Data START

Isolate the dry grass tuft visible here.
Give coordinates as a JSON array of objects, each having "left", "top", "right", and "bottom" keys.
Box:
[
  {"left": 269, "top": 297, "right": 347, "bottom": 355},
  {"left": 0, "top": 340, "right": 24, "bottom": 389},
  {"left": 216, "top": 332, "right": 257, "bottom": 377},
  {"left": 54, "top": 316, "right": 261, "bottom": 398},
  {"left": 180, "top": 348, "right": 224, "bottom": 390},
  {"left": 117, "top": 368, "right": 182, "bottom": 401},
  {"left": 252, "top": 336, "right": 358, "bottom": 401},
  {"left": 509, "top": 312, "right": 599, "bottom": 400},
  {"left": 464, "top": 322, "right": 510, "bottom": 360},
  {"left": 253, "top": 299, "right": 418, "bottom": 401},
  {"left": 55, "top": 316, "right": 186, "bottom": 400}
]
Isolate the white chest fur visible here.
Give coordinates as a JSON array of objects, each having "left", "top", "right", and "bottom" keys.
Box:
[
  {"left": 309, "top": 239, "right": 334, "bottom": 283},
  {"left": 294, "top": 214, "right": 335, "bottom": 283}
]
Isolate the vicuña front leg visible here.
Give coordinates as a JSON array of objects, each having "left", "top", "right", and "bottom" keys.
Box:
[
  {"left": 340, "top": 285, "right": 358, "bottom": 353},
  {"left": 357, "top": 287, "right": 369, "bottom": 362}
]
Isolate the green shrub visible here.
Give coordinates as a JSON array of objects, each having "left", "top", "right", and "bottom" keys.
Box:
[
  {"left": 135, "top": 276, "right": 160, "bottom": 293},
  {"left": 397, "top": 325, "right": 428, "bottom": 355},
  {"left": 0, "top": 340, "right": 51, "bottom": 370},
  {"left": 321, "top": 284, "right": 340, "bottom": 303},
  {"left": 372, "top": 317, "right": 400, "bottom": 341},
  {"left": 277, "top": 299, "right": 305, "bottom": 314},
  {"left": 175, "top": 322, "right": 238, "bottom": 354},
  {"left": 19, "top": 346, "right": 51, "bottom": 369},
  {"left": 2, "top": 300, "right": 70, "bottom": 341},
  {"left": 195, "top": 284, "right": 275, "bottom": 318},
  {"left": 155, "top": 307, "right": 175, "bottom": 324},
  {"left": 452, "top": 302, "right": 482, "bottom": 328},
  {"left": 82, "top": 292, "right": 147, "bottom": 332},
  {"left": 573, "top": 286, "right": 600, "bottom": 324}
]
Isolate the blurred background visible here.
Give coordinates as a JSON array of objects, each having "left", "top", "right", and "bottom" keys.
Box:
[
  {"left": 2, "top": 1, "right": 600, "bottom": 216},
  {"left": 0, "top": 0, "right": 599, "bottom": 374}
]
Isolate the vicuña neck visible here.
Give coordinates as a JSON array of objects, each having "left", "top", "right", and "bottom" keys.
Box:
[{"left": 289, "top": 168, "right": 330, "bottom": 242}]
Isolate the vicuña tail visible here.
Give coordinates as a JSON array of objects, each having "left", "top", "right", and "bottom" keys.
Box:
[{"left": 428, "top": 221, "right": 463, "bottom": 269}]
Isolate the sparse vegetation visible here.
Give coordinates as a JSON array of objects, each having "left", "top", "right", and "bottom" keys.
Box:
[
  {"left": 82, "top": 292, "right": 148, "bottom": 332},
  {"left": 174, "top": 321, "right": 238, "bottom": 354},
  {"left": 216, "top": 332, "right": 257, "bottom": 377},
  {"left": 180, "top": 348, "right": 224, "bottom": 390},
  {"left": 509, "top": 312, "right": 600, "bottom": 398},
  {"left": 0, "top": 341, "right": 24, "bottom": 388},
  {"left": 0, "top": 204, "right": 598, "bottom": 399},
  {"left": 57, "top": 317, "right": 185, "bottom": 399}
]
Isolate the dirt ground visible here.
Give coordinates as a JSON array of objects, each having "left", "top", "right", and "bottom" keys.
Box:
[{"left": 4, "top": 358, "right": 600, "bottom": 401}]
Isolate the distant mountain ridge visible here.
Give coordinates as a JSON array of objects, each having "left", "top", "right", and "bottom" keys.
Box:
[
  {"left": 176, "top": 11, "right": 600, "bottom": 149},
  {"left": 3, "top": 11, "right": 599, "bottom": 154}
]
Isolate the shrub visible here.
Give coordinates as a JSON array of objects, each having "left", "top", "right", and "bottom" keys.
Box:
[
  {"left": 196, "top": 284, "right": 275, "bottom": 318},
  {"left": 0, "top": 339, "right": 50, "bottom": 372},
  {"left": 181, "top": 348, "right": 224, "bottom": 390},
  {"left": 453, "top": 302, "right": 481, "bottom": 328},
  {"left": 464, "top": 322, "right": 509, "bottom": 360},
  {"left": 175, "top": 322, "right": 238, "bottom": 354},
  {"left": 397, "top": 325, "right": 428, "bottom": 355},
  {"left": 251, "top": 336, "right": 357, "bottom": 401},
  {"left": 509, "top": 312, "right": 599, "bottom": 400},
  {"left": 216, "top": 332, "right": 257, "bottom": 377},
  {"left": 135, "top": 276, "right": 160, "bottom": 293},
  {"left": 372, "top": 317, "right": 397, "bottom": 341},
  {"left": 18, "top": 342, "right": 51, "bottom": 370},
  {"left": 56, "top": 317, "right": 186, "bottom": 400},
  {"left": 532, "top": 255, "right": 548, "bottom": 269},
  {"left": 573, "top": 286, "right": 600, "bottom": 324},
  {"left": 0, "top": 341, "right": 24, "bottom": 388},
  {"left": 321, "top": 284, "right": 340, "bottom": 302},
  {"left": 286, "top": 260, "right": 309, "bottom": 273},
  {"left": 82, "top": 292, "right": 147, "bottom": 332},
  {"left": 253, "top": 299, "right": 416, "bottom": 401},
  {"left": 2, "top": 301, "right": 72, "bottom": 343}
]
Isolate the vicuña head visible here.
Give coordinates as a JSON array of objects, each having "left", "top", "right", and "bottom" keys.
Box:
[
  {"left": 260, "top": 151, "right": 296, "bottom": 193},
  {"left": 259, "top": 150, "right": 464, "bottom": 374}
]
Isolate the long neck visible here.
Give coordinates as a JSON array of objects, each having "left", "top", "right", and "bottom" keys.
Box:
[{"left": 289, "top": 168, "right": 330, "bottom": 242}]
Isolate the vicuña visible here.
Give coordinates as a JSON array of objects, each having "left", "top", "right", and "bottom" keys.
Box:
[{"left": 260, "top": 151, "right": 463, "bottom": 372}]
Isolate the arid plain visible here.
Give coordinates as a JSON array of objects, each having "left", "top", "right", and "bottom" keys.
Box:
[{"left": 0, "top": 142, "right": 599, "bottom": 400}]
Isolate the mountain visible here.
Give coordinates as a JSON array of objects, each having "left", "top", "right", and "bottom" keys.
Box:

Data END

What you should do:
Every record must be given again exactly as it was written.

Written solution:
Isolate the dry grass tuft visible here.
Give coordinates as a JSON array of objects, each having "left", "top", "right", and "bottom" keys.
Box:
[
  {"left": 269, "top": 297, "right": 347, "bottom": 355},
  {"left": 0, "top": 340, "right": 24, "bottom": 389},
  {"left": 216, "top": 332, "right": 257, "bottom": 377},
  {"left": 54, "top": 316, "right": 261, "bottom": 398},
  {"left": 180, "top": 348, "right": 224, "bottom": 390},
  {"left": 117, "top": 368, "right": 182, "bottom": 401},
  {"left": 252, "top": 336, "right": 358, "bottom": 401},
  {"left": 509, "top": 312, "right": 599, "bottom": 400},
  {"left": 464, "top": 322, "right": 510, "bottom": 360},
  {"left": 253, "top": 299, "right": 418, "bottom": 401},
  {"left": 55, "top": 316, "right": 186, "bottom": 400}
]
Isolate the white chest fur visible here.
Give coordinates as a JSON array of objects, each having "left", "top", "right", and "bottom" keys.
Box:
[
  {"left": 309, "top": 239, "right": 334, "bottom": 283},
  {"left": 294, "top": 214, "right": 335, "bottom": 283}
]
Isolate the vicuña front leg visible here.
Give coordinates as a JSON array of objects, each having "left", "top", "right", and "bottom" keys.
Box:
[
  {"left": 340, "top": 285, "right": 358, "bottom": 353},
  {"left": 357, "top": 287, "right": 369, "bottom": 362}
]
Isolate the green shrub visible here.
Give coordinates as a JSON array of objects, each having "left", "top", "right", and "bottom" keys.
Box:
[
  {"left": 135, "top": 276, "right": 160, "bottom": 293},
  {"left": 397, "top": 325, "right": 428, "bottom": 355},
  {"left": 0, "top": 340, "right": 51, "bottom": 370},
  {"left": 321, "top": 284, "right": 340, "bottom": 303},
  {"left": 372, "top": 317, "right": 400, "bottom": 341},
  {"left": 277, "top": 299, "right": 305, "bottom": 314},
  {"left": 175, "top": 322, "right": 238, "bottom": 354},
  {"left": 19, "top": 346, "right": 51, "bottom": 369},
  {"left": 2, "top": 300, "right": 70, "bottom": 341},
  {"left": 195, "top": 284, "right": 275, "bottom": 318},
  {"left": 155, "top": 307, "right": 175, "bottom": 324},
  {"left": 452, "top": 302, "right": 482, "bottom": 328},
  {"left": 82, "top": 292, "right": 147, "bottom": 332},
  {"left": 573, "top": 286, "right": 600, "bottom": 324}
]
Isolate the blurred background visible here.
Give coordinates as a JSON array of objects, each having "left", "top", "right", and "bottom" keys.
Box:
[
  {"left": 2, "top": 1, "right": 600, "bottom": 216},
  {"left": 0, "top": 0, "right": 599, "bottom": 374}
]
Isolate the vicuña neck visible here.
Give coordinates as a JSON array of objects, each having "left", "top", "right", and "bottom" keys.
Box:
[{"left": 289, "top": 168, "right": 330, "bottom": 242}]
Isolate the vicuña tail visible here.
Give coordinates as a JSON array of objects, each having "left", "top", "right", and "bottom" keys.
Box:
[{"left": 428, "top": 221, "right": 463, "bottom": 269}]
Isolate the sparse vegetation visible here.
Give coordinates as a JSON array of objects, each having "left", "top", "right", and "bottom" keys.
Box:
[
  {"left": 82, "top": 292, "right": 148, "bottom": 332},
  {"left": 174, "top": 321, "right": 238, "bottom": 354},
  {"left": 216, "top": 332, "right": 257, "bottom": 377},
  {"left": 180, "top": 348, "right": 224, "bottom": 390},
  {"left": 509, "top": 312, "right": 600, "bottom": 398},
  {"left": 0, "top": 341, "right": 24, "bottom": 388},
  {"left": 0, "top": 204, "right": 598, "bottom": 399},
  {"left": 57, "top": 317, "right": 185, "bottom": 399}
]
Isolate the dirt ground visible here.
Give coordinates as a JSON array of objects, each having "left", "top", "right", and "bottom" keys.
Box:
[{"left": 4, "top": 358, "right": 600, "bottom": 401}]
Isolate the distant mountain ridge visible here.
Give coordinates as a JSON array of objects, each having "left", "top", "right", and "bottom" keys.
Box:
[
  {"left": 176, "top": 11, "right": 600, "bottom": 149},
  {"left": 3, "top": 11, "right": 599, "bottom": 154}
]
Isolate the shrub visible here.
Give coordinates as a JSON array of objects, each having "left", "top", "right", and "bottom" keys.
Box:
[
  {"left": 196, "top": 284, "right": 275, "bottom": 318},
  {"left": 0, "top": 339, "right": 50, "bottom": 372},
  {"left": 181, "top": 348, "right": 224, "bottom": 390},
  {"left": 453, "top": 302, "right": 481, "bottom": 328},
  {"left": 464, "top": 322, "right": 509, "bottom": 360},
  {"left": 175, "top": 322, "right": 238, "bottom": 354},
  {"left": 397, "top": 325, "right": 428, "bottom": 355},
  {"left": 251, "top": 336, "right": 357, "bottom": 401},
  {"left": 509, "top": 312, "right": 599, "bottom": 400},
  {"left": 216, "top": 332, "right": 257, "bottom": 377},
  {"left": 135, "top": 276, "right": 160, "bottom": 293},
  {"left": 372, "top": 317, "right": 397, "bottom": 341},
  {"left": 18, "top": 342, "right": 51, "bottom": 370},
  {"left": 56, "top": 317, "right": 186, "bottom": 400},
  {"left": 532, "top": 255, "right": 548, "bottom": 269},
  {"left": 573, "top": 286, "right": 600, "bottom": 324},
  {"left": 0, "top": 341, "right": 24, "bottom": 388},
  {"left": 321, "top": 284, "right": 340, "bottom": 302},
  {"left": 286, "top": 260, "right": 309, "bottom": 273},
  {"left": 82, "top": 292, "right": 147, "bottom": 332},
  {"left": 253, "top": 299, "right": 416, "bottom": 401},
  {"left": 2, "top": 301, "right": 72, "bottom": 343}
]
Isolate the vicuña head visible here.
Give coordinates as a JSON array of objects, each having "left", "top", "right", and "bottom" keys.
Box:
[
  {"left": 260, "top": 151, "right": 296, "bottom": 193},
  {"left": 259, "top": 150, "right": 464, "bottom": 374}
]
Isolate the long neck visible here.
Give coordinates as a JSON array of objects, each having "left", "top", "right", and "bottom" keys.
Box:
[{"left": 289, "top": 168, "right": 330, "bottom": 242}]
Isolate the vicuña visible here.
Give coordinates as a JSON array of objects, each having "left", "top", "right", and "bottom" keys.
Box:
[{"left": 260, "top": 151, "right": 463, "bottom": 372}]
Isolate the arid plain visible here.
Give coordinates as a JSON array of objects, each having "left", "top", "right", and "bottom" keys.
Box:
[{"left": 0, "top": 142, "right": 599, "bottom": 400}]
Isolate the mountain visible here.
Give coordinates as a JSON array of objects, each having "left", "top", "right", and "bottom" keys.
Box:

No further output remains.